--- Exercise data Enclosed Below ---

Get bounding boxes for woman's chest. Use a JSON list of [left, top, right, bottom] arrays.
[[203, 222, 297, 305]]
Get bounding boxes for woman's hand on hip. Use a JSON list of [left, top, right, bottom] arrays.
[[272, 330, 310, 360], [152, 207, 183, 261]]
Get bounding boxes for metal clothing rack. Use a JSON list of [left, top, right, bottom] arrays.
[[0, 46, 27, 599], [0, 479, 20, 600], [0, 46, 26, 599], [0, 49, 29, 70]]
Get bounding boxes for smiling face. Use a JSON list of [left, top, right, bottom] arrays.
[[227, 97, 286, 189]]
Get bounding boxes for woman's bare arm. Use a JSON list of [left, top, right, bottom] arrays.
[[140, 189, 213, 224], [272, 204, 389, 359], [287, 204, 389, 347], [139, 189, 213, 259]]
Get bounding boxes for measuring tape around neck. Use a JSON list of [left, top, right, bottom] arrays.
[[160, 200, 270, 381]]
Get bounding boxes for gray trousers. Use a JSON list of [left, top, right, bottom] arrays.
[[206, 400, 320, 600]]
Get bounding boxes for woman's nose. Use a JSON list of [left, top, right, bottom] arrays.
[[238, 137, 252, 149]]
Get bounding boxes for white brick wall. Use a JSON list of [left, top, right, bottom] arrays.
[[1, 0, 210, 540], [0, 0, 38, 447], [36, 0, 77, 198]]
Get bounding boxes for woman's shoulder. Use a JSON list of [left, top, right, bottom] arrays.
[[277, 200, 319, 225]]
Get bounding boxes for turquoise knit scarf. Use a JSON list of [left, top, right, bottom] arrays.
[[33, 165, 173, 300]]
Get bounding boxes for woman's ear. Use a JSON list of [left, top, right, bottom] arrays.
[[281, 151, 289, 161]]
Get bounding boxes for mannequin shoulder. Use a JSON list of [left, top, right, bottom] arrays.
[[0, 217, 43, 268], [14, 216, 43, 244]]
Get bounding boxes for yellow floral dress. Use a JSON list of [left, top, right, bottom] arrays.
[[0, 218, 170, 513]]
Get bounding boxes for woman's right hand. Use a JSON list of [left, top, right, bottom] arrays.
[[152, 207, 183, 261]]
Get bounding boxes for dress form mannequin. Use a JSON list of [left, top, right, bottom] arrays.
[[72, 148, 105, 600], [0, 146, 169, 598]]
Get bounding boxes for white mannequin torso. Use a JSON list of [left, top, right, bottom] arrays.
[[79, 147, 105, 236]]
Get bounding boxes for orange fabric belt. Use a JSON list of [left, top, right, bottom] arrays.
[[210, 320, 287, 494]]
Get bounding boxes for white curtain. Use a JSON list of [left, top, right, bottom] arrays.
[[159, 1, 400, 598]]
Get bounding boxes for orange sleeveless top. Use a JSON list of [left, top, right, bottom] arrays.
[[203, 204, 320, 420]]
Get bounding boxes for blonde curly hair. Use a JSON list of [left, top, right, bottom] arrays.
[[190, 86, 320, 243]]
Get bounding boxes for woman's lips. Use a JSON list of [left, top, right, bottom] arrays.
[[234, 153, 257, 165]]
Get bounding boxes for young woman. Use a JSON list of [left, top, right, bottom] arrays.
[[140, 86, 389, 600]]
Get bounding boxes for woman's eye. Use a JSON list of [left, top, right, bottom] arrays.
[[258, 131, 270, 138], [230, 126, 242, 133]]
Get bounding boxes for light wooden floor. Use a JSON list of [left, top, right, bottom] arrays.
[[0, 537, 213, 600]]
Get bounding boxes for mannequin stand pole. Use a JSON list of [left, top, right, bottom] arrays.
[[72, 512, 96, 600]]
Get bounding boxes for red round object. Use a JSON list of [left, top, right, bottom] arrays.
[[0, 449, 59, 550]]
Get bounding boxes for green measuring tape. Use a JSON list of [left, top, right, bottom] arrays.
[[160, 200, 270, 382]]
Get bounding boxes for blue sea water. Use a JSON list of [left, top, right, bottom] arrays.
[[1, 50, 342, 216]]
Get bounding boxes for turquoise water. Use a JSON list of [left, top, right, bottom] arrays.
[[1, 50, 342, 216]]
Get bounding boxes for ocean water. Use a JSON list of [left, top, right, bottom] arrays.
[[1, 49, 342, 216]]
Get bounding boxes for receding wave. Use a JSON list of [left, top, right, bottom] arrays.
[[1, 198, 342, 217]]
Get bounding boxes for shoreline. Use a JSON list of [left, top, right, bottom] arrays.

--- End of Enclosed Exercise data ---

Activity: Transcribe the data in full, keeping every detail.

Solution for this task:
Get bounding boxes for woman's chest. Use a JSON list of [left, top, right, bottom] arrays.
[[203, 222, 297, 305]]
Get bounding boxes for woman's hand on hip. Use a JSON list of [left, top, right, bottom] arrays.
[[272, 330, 310, 360], [152, 207, 183, 261]]
Get bounding boxes for metal clothing rack. Use a JSON list of [left, top, right, bottom] arrays.
[[0, 46, 27, 599], [0, 479, 20, 600], [0, 46, 26, 599], [0, 49, 29, 70]]
Get bounding boxes for smiling face. Use a JSON list of [left, top, right, bottom] arrays.
[[227, 97, 286, 189]]
Get bounding boxes for woman's bare arm. Use a JSON list of [left, top, right, bottom] arrays.
[[140, 189, 213, 224], [272, 204, 389, 359], [287, 204, 389, 347], [139, 189, 213, 259]]
Get bounding boxes for measuring tape around neck. Use a JSON list of [left, top, right, bottom] arrays.
[[160, 200, 270, 381]]
Get bounding boxes for gray trousers. Use a JSON list of [left, top, right, bottom] arrays.
[[206, 400, 320, 600]]
Get bounding boxes for woman's nose. Use a JSON list of [left, top, right, bottom] arrays.
[[238, 137, 252, 149]]
Get bounding boxes for white brick wall. Use a JSON list of [left, top, right, bottom] arrays.
[[1, 0, 210, 540], [0, 0, 38, 447], [36, 0, 77, 198]]
Get bounding boxes for woman's shoulder. Use a JSON list of [left, top, right, bottom] arrays.
[[277, 200, 319, 225]]
Get bounding boxes for turquoise knit scarf. Use a JSON list of [left, top, right, bottom] arrays.
[[33, 165, 173, 300]]
Get bounding boxes for woman's ear. Use a JSON list of [left, top, right, bottom] arrays.
[[281, 151, 289, 161]]
Get bounding boxes for mannequin shoulder. Use a JSON list of [left, top, right, bottom] arrays.
[[0, 217, 43, 268], [14, 216, 43, 244]]
Get bounding boxes for yellow floral dress. Use a JSON list of [left, top, right, bottom] arrays.
[[0, 218, 170, 513]]
Get bounding boxes for woman's right hand. Use a JSON list of [left, top, right, bottom] arrays.
[[152, 207, 183, 261]]
Get bounding boxes for dress form mannequin. Use a JSON list of [left, top, right, bottom] arrays.
[[72, 148, 105, 600], [0, 146, 169, 598]]
Get bounding boxes for white mannequin torso. Use a JSON list of [left, top, right, bottom] arrays.
[[79, 147, 105, 236]]
Get bounding boxes for orange fabric belt. Use a JSON list of [left, top, right, bottom] arrays.
[[210, 320, 287, 494]]
Get bounding boxes for white curtain. Use a JSON list of [left, top, right, bottom] arrays.
[[159, 1, 400, 598]]
Get bounding boxes for orange sleeveless top. Use a JSON list of [left, top, right, bottom] arrays.
[[203, 204, 320, 420]]
Get bounding boxes for blonde curly hair. Use a JSON list of [left, top, right, bottom] arrays.
[[190, 86, 320, 243]]
Get bounding boxes for woman's lips. Use a JSON list of [left, top, right, bottom] arrays.
[[234, 153, 257, 165]]
Get bounding boxes for young woman. Use a JSON list of [left, top, right, bottom] arrays.
[[140, 86, 389, 600]]
Get bounding boxes for woman's eye. Use a JSON list of [left, top, right, bottom] arrays.
[[258, 131, 270, 138], [230, 126, 242, 133]]
Get bounding boxes for light wooden floor. Use a JSON list of [left, top, right, bottom] arrays.
[[0, 537, 213, 600]]
Get bounding boxes for mannequin stand pole. Use a JSON list of [left, top, right, bottom] arrays.
[[72, 512, 96, 600]]
Get bounding boxes for red round object. Use a JSON list of [left, top, right, bottom] arrays.
[[0, 449, 59, 550]]
Get bounding boxes for green measuring tape. Use a JSON list of [left, top, right, bottom] arrays.
[[160, 200, 270, 382]]
Get bounding boxes for blue sea water. Use a JSON list of [left, top, right, bottom] arrays.
[[1, 50, 342, 216]]
Get bounding boxes for turquoise water. Use a JSON list of [left, top, right, bottom] arrays.
[[1, 50, 342, 216]]
Get bounding boxes for ocean water. Use a JSON list of [left, top, right, bottom] arrays.
[[1, 49, 342, 216]]
Get bounding boxes for receding wave. Use a JSON list of [left, top, right, bottom] arrays.
[[1, 198, 342, 217]]
Get bounding boxes for shoreline. Use a JSON list of [left, top, right, bottom] arrays.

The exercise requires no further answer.